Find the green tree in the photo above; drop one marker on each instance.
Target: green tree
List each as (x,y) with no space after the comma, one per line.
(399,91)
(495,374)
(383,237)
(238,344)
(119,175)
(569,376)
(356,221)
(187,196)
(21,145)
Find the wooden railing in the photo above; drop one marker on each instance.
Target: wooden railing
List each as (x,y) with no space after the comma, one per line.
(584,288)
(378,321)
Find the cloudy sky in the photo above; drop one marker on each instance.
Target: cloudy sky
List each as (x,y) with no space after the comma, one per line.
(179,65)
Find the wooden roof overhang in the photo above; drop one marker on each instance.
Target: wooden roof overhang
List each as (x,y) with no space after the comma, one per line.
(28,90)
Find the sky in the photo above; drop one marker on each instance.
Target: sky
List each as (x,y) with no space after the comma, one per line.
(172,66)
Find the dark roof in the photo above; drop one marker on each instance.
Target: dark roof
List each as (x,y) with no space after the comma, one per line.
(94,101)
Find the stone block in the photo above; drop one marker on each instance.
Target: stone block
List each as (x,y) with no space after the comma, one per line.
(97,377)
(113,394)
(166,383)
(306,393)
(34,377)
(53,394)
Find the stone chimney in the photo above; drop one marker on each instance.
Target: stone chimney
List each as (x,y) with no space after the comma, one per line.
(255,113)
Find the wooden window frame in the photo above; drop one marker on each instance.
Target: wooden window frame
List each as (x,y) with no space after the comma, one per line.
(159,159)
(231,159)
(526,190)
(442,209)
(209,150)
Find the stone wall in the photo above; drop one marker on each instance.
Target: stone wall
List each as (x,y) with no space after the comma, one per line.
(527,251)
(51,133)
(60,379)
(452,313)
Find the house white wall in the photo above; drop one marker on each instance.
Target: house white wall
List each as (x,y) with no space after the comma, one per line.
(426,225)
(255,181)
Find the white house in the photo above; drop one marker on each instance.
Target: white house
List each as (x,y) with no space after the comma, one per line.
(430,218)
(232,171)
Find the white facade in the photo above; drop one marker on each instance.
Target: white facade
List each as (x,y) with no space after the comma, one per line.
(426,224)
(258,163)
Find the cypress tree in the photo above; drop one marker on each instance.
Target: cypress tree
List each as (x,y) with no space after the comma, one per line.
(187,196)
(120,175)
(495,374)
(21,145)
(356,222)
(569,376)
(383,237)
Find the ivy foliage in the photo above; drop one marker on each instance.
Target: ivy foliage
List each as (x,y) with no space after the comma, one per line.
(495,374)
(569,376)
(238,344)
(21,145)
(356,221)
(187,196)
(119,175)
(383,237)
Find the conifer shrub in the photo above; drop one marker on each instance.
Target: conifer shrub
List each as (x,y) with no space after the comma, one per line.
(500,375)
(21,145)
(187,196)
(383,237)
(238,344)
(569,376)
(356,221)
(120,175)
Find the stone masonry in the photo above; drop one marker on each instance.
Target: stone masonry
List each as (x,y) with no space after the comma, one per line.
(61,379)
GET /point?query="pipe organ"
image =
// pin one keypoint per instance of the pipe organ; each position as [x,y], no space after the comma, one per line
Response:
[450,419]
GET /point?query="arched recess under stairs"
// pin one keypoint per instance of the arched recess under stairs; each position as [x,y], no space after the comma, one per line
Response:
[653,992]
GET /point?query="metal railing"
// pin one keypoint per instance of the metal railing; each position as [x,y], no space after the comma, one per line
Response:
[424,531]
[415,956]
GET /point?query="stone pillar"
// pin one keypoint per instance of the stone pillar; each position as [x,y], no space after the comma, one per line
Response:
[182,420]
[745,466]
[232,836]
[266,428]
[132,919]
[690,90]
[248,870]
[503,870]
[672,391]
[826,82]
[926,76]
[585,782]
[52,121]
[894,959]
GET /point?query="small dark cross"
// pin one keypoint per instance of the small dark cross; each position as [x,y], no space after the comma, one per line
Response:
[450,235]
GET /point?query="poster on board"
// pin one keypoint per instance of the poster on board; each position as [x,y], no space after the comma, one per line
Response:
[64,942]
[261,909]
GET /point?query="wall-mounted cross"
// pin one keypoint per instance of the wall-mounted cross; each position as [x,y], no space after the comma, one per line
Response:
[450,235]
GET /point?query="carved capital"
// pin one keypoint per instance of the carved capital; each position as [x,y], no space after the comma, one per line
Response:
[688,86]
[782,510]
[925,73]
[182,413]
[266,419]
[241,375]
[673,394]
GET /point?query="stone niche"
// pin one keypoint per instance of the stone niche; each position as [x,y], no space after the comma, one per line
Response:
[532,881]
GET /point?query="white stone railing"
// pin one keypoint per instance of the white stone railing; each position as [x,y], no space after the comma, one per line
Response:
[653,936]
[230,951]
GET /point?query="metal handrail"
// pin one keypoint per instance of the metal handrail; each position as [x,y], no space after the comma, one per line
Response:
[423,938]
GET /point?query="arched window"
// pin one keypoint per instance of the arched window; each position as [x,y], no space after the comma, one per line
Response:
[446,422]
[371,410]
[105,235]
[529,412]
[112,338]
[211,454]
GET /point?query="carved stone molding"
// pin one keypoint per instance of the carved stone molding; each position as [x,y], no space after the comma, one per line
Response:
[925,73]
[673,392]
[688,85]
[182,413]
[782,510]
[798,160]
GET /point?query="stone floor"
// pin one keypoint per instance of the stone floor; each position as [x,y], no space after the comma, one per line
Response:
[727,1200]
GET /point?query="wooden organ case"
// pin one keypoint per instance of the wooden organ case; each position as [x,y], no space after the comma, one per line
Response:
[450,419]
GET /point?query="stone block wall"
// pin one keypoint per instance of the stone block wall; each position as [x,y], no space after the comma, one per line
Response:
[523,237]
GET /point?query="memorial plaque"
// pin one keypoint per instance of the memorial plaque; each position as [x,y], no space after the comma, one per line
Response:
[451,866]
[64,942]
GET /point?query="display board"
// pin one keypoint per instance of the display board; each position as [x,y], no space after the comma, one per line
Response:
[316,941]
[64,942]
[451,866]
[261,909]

##########

What you output should match every line above exactly.

Find the green tree in the photo above; drop one marker on each instance.
Target: green tree
List each as (x,y) with no space after the comma, one per line.
(399,91)
(495,374)
(383,237)
(238,344)
(119,175)
(569,376)
(356,221)
(187,196)
(21,145)
Find the wooden railing in the photo above; drop one marker on each instance.
Target: wooden railing
List each as (x,y) with no space after the comma, one per line.
(584,288)
(378,321)
Find the cloudy sky in the photo above; drop one marker on each instance.
Target: cloudy sky
List each as (x,y) with no space after the comma, one per line.
(179,65)
Find the wooden roof overhang in the photo above; drop one marker on each instance.
Target: wooden roof overhang
List each as (x,y) with no space after the comma, one per line.
(28,90)
Find the sky in the photo above; drop one marker on each instance.
Target: sky
List each as (x,y) with no space after the comma, one per line.
(172,66)
Find the dark roof in the photo above; drop one marker on each instance.
Target: dark roof
List each as (x,y) with no space after the comma, one per line.
(94,101)
Find the stone block in the photo above; drop one marker on each instance.
Target: stone block
List each as (x,y) with no space after the comma, one per line.
(97,377)
(113,394)
(166,383)
(306,393)
(34,377)
(53,394)
Find the stone chimney in the photo above; drop one marker on each instance.
Target: stone chimney
List each as (x,y) with no space after the comma, one per line.
(255,113)
Find the wooden window frame in the photo above; drop one marker on each instance.
Target: wooden window frame
List each as (x,y) with no space after the comma, one per line.
(159,159)
(231,159)
(526,190)
(442,209)
(209,150)
Find the stone wall in the photo above; drop one marker on each instance.
Target: stone wall
List each as (x,y) with no space after the comma, one per line.
(527,251)
(51,133)
(60,379)
(452,313)
Find the house white wall in the photo above; drop one marker on each instance.
Target: house white wall
List each as (x,y) with no space after the comma, one per line.
(426,225)
(255,181)
Find the white house in the photo above; drop one marker on each instance.
Target: white house
List each as (x,y) with no space after the comma, one per line.
(430,218)
(232,171)
Find the white facade in the photo above; drop one marker on each instance.
Target: white facade
List each as (x,y) with no space after the comma, one per line.
(426,224)
(258,163)
Find the cypress tree in the photo above; drop one marker on each instance.
Target: cypress tree
List each as (x,y) with no space after the comma, one per line.
(187,196)
(120,175)
(495,374)
(21,145)
(356,222)
(569,376)
(383,237)
Find the ivy foliage in the photo above; drop one marker on each instance.
Target: ivy foliage
List each as (x,y) with no space after the comma, one per line.
(495,374)
(569,376)
(238,344)
(21,145)
(356,221)
(187,196)
(119,175)
(383,237)
Find the conifer shrub in the photo above; drop one marker on each instance.
Target: conifer shrub
List each as (x,y) with no space after the comma, one per line.
(500,375)
(21,145)
(187,196)
(383,237)
(238,344)
(569,376)
(356,221)
(120,175)
Find the stone masonry in the photo above; drop one marker on each instance.
Target: stone masonry
List each as (x,y) with no space after the comma, one per line.
(61,379)
GET /point?query="pipe organ"
image =
// pin one keypoint per instance of the pipe organ; each position as [x,y], no space after the comma, one per line
Response:
[450,419]
GET /point?query="arched recess under stairs"
// pin one keypoint per instance of the arched recess under stairs; each position as [x,y], no space after the comma, one per line
Response:
[653,992]
GET /point?query="metal railing"
// pin one keypoint per instance of the metal railing; each position as [x,y], no space after the comma, one per line
Response:
[424,531]
[415,956]
GET /point?query="stone pillar"
// pin one keypoint per instance of the stone pillar; each position as [x,y], no space after the comma, one per line
Response:
[182,420]
[745,466]
[232,836]
[266,428]
[132,919]
[690,90]
[248,870]
[503,870]
[672,391]
[826,82]
[926,76]
[585,782]
[52,121]
[894,959]
GET /point?query="small dark cross"
// pin one keypoint per instance of the small dark cross; each position as [x,y], no space after the comma, one per line
Response:
[450,235]
GET /point?query="poster on board"
// pin one keypoint per instance of the poster on board; each position as [x,y], no space after the comma, one per line
Response:
[64,942]
[261,909]
GET /point?query="wall-mounted cross"
// pin one keypoint per instance of the wall-mounted cross; each position as [x,y], no space after the comma, one per line
Response:
[450,235]
GET /point?query="carved capital"
// pin one keypoint per instance of the carved capital; each position as [x,y], no space after the comma, one per line
Response:
[688,86]
[782,510]
[925,73]
[182,413]
[266,419]
[241,375]
[673,394]
GET /point?query="stone niche"
// pin one keypoint per instance of the stone niche; each position as [x,y], no space after the comma, one per line
Response:
[532,881]
GET /point?query="white stone railing"
// pin one keypoint per instance of the white stone railing; each position as [x,y], no space after the comma, one per line
Response:
[653,936]
[230,951]
GET /point?query="metal handrail"
// pin one keypoint per instance of the metal handrail; each position as [x,y], no space after the comma, one per line
Response:
[423,938]
GET /point?query="arched window"
// pin one keypoint per instance of the arched window; each position as [x,y], no space after the comma, one per line
Response:
[446,422]
[371,410]
[105,235]
[529,412]
[112,338]
[211,454]
GET /point?query="carved stone molding"
// pin one keypoint per instance of the carved stone molding; each position as [x,y], no space after the comma, one per line
Response:
[925,73]
[673,392]
[688,85]
[182,413]
[782,510]
[798,160]
GET /point?query="stone floor"
// pin one keypoint per instance of the stone floor; each position as [x,y], no space after the comma, one per line
Response:
[727,1200]
GET /point?query="wooden organ case"
// pin one keypoint per instance of the wooden organ case; each position as [x,y], no space after the comma, one per line
Response:
[450,419]
GET /point?query="stone block wall"
// pin one keypoint per instance of the stone block wall; each position as [x,y], no space after the comma, one per line
Response:
[523,237]
GET /point?query="memorial plaque"
// pin one keypoint per instance of the memorial plaque; each position as [x,y], no space after the comma, one per line
Response:
[451,866]
[64,942]
GET /point?query="display board"
// pin one keypoint per instance of the display board; each position as [x,y], no space after the comma, one per line
Response:
[316,941]
[64,942]
[451,866]
[261,909]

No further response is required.